__WHAT YOU HAVE TO DO__. What you return must be an exact copy of the lines in the listing below between the line holding "box: [283, 182, 328, 225]" and the line holding "positive clicks: (322, 217)", inclusive, and nothing more.

__RECORDS FOR PROCESSING__.
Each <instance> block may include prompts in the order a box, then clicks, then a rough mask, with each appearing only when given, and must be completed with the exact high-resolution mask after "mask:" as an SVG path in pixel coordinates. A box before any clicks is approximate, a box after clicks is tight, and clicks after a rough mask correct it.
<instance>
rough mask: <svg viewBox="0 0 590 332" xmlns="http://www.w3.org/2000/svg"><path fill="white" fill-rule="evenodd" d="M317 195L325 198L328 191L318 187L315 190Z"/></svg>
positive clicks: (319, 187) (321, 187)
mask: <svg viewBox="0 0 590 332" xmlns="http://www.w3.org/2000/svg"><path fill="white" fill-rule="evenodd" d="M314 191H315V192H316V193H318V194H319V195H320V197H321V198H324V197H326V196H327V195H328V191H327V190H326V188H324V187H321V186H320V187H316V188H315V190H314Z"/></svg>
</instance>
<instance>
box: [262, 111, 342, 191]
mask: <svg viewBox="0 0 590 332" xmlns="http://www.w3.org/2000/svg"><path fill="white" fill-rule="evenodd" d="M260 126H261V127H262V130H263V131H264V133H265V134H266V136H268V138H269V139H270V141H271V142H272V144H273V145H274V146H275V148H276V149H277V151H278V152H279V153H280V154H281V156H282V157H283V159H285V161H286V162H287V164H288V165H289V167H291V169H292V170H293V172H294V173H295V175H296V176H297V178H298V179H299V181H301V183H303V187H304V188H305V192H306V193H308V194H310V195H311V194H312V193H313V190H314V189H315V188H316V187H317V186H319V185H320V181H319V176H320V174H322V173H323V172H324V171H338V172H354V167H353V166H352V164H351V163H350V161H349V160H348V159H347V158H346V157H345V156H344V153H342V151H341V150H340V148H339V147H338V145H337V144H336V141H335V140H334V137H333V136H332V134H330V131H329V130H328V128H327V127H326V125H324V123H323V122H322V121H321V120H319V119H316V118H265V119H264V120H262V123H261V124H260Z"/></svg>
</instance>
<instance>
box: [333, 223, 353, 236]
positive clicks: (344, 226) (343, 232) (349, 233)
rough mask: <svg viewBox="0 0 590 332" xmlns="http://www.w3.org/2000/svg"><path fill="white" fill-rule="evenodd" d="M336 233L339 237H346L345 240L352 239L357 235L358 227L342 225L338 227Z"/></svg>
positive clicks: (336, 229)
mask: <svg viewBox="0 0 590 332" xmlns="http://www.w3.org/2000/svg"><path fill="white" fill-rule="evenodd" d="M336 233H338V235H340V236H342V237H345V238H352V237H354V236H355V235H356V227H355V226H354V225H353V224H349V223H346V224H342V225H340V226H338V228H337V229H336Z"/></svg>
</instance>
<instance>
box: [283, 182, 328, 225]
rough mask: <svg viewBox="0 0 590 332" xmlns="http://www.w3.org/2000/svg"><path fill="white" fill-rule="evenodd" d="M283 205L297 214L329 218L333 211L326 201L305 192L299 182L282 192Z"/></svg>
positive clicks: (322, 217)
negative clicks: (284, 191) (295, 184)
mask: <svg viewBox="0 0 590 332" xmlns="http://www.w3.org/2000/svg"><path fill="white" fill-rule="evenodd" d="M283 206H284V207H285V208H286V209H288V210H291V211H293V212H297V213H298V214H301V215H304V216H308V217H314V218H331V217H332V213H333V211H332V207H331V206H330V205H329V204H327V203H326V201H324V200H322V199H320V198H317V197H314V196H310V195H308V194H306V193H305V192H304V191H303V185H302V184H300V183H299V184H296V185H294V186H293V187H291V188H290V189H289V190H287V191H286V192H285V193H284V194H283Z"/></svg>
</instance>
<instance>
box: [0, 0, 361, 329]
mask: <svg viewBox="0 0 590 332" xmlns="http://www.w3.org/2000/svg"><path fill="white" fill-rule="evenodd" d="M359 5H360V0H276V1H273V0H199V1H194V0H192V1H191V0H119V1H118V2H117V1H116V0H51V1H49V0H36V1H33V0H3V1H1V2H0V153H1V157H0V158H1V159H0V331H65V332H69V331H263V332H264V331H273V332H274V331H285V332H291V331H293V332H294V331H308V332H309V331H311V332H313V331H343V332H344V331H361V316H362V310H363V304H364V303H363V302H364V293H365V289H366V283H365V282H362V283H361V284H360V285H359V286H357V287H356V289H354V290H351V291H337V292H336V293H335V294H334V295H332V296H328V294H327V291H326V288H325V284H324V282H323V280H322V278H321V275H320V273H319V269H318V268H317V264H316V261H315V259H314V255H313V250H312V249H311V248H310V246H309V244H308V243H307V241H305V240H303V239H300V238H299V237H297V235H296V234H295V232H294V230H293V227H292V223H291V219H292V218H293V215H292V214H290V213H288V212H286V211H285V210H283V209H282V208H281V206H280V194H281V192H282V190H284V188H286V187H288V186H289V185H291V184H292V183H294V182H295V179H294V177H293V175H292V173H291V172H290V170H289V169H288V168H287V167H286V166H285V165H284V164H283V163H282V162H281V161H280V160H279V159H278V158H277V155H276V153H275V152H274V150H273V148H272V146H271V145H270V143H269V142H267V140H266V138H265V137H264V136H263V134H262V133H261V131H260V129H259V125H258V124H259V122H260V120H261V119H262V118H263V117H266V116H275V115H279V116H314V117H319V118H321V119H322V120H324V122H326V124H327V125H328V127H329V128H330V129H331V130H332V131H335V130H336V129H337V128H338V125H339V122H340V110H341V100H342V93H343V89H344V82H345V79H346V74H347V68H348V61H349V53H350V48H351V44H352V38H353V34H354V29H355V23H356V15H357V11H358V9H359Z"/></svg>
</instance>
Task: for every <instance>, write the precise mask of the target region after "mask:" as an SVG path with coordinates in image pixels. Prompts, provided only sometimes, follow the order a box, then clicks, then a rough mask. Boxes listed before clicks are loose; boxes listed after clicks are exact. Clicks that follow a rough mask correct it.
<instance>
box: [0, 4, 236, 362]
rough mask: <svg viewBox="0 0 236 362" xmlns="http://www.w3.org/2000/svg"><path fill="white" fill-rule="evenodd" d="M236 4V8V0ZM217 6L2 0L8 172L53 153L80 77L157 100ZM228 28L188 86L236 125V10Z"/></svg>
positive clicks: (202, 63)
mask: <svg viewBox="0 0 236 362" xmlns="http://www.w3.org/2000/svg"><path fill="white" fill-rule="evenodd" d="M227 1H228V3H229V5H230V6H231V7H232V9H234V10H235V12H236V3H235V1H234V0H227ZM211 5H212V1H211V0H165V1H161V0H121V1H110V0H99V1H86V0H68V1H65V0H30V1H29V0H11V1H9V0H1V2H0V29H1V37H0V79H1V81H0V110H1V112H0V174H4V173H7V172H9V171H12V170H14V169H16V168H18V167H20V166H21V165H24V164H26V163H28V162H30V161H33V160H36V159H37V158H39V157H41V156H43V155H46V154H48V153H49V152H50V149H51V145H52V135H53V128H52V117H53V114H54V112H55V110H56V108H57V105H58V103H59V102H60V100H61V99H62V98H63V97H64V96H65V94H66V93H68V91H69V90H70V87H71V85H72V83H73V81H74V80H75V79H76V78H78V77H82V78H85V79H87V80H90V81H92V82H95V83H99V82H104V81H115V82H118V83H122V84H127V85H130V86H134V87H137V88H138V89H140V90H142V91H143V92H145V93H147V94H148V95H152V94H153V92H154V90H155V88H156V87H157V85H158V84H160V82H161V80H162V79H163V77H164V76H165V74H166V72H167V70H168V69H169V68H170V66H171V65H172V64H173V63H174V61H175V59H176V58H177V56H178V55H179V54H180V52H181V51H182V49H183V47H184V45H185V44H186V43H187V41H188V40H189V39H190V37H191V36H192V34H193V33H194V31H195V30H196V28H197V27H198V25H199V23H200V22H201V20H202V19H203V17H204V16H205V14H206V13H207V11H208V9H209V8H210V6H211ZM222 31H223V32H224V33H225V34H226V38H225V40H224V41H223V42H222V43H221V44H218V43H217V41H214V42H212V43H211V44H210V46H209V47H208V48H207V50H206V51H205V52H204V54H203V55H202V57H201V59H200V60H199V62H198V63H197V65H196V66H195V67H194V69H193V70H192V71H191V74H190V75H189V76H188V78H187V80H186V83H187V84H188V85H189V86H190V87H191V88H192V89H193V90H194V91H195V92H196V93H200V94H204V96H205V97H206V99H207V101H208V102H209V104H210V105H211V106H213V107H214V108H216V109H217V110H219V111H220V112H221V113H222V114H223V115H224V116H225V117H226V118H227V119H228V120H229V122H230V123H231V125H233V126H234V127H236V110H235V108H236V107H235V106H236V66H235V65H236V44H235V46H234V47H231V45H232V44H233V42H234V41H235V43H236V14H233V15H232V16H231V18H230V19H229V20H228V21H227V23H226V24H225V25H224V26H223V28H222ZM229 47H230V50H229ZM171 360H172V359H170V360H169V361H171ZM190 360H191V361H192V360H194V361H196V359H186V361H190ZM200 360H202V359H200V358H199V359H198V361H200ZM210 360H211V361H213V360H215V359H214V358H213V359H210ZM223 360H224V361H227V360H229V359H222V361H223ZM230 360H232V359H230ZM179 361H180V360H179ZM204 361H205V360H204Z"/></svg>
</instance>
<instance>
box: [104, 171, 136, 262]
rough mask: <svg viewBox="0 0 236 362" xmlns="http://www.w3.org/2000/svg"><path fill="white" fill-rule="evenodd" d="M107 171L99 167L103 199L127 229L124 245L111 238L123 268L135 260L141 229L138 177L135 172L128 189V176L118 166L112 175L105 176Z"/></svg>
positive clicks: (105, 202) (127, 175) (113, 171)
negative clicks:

__YOUR SOLUTION__.
box: [283, 182, 328, 225]
rough mask: <svg viewBox="0 0 590 332" xmlns="http://www.w3.org/2000/svg"><path fill="white" fill-rule="evenodd" d="M283 205L297 214L329 218L333 211L326 201L305 192L299 182L282 192Z"/></svg>
positive clicks: (322, 217)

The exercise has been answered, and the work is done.